▸ **Your instructions**: Write out the listing verbatim. No pictures belong in it.

▸ **Excerpted records**:
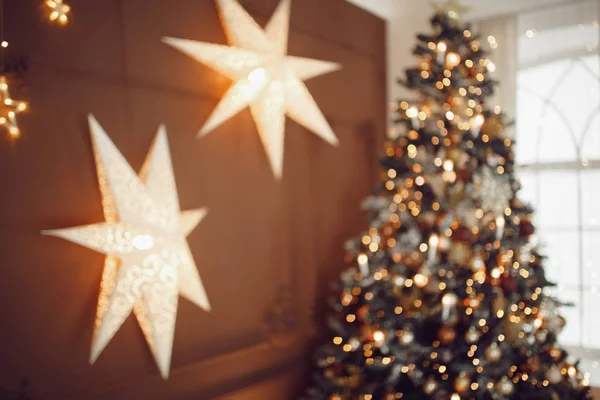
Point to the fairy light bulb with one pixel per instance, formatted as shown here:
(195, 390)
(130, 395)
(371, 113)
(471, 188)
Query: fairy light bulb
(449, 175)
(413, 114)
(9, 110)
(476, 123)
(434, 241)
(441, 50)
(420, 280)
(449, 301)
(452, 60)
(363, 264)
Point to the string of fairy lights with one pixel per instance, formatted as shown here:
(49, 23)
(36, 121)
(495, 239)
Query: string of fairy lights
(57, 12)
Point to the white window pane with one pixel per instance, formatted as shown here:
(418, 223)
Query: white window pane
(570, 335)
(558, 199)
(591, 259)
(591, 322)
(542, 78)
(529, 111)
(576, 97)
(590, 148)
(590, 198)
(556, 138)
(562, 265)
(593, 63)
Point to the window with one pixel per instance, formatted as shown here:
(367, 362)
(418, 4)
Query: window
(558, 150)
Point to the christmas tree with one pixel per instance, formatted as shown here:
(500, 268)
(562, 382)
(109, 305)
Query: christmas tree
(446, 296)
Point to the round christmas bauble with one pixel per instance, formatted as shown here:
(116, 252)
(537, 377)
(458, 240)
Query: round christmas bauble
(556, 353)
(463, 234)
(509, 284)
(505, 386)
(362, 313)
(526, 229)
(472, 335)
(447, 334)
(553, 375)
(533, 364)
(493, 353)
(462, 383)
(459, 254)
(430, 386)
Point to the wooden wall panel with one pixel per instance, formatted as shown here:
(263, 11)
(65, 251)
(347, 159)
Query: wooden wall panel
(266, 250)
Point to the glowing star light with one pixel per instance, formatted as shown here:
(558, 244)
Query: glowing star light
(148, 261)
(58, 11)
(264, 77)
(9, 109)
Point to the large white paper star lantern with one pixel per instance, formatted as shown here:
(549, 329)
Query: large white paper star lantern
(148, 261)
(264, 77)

▸ **Response area**:
Point to the fairy light bulb with one pixel per instance, formatted as shown here:
(195, 390)
(130, 395)
(371, 113)
(471, 188)
Query: fairy light bulb
(449, 175)
(413, 114)
(9, 110)
(476, 123)
(434, 241)
(441, 50)
(420, 280)
(449, 301)
(452, 60)
(363, 264)
Point to the string of fairy lights with one pixel per instance, formatted as shown here:
(49, 23)
(36, 121)
(495, 239)
Query: string of fairy lights
(57, 12)
Point to the white window pane with one pixel per instance, formatted as shown here:
(418, 223)
Query: white window pane
(570, 335)
(558, 199)
(591, 259)
(591, 322)
(542, 78)
(529, 111)
(576, 97)
(590, 148)
(590, 198)
(556, 138)
(562, 265)
(593, 63)
Point to the window with one pixel per instance, formatted as shown here:
(367, 362)
(418, 4)
Query: window
(558, 150)
Point to the christmas tree with one pixel per instance, formatted as shown here:
(500, 268)
(562, 382)
(109, 305)
Query: christmas tree
(446, 296)
Point to the round christmas bauble with one pixel per instance, formatted as shown here:
(116, 252)
(537, 377)
(458, 240)
Query: round christmas bauble
(556, 353)
(463, 234)
(509, 284)
(505, 386)
(362, 313)
(526, 229)
(472, 335)
(447, 334)
(553, 375)
(533, 364)
(493, 353)
(462, 383)
(459, 254)
(430, 386)
Point to the wooden wall panel with one pixel per instance, formatted as shown here:
(263, 11)
(65, 251)
(347, 159)
Query: wooden wall panel
(266, 250)
Point to the glowing star light with one pixel per instance, formatted as shown here:
(558, 244)
Query: glowing star light
(148, 261)
(58, 11)
(264, 77)
(9, 109)
Point to the large white paper star lantern with one pixel per instance, formatted as shown here:
(549, 329)
Query: large white paper star lantern
(148, 261)
(264, 77)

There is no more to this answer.